(Excerpts from a pointing dataset)

____

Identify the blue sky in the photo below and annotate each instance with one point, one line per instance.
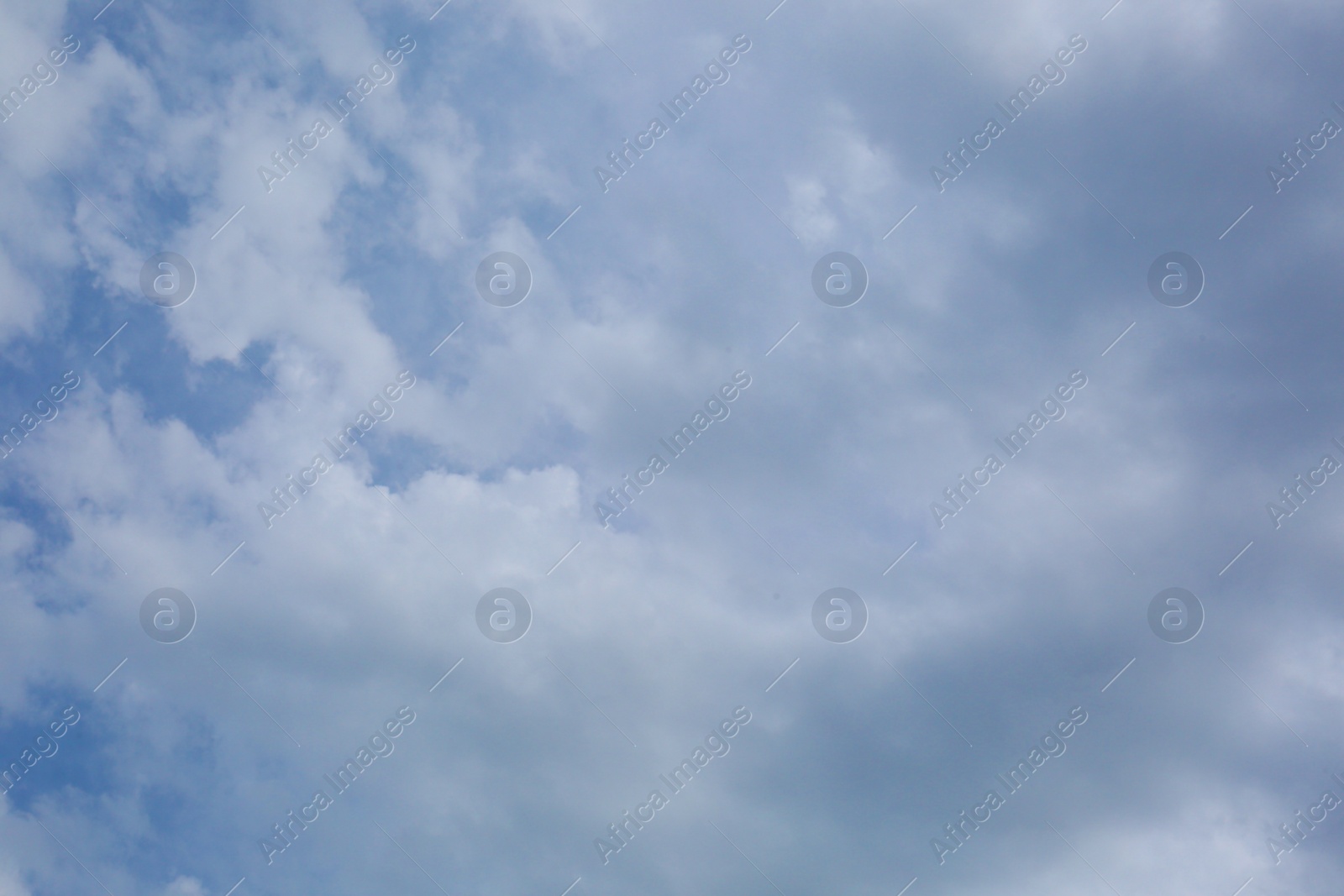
(984, 631)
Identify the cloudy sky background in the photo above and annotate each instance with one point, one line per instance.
(691, 268)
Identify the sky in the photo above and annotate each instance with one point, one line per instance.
(578, 448)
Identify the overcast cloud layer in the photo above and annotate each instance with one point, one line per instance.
(1005, 699)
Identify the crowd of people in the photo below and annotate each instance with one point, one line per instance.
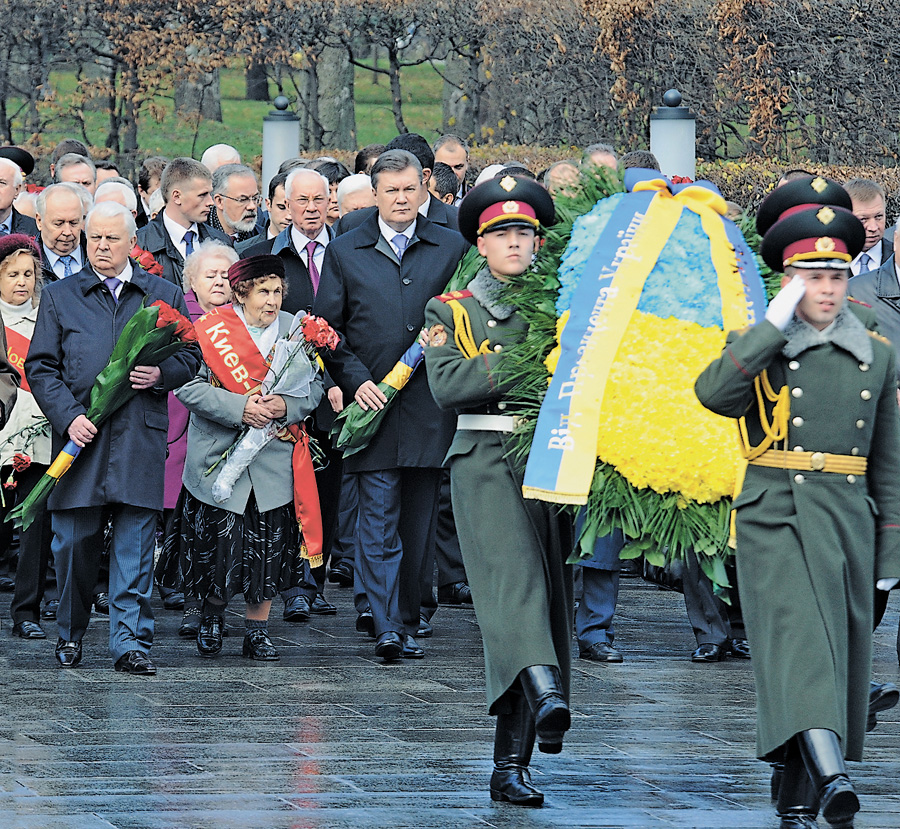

____

• DIRECTIVE:
Extract every line of the entries that contains the string "each".

• EXERCISE RESPONSE:
Identify the blue sky in the photo below and annotate each instance with one point, one line per instance.
Identify the cloudy sky background in the photo above and annotate each instance with one point, one line per instance.
Identify the sky in the photo above and annotate each instance with one point, one line per instance.
Identify the overcast cloud layer in the photo above and annotate each instance with one point, one line per instance.
Identify the crowd of people in the photo below and annotate each instance with one point, one line per instance.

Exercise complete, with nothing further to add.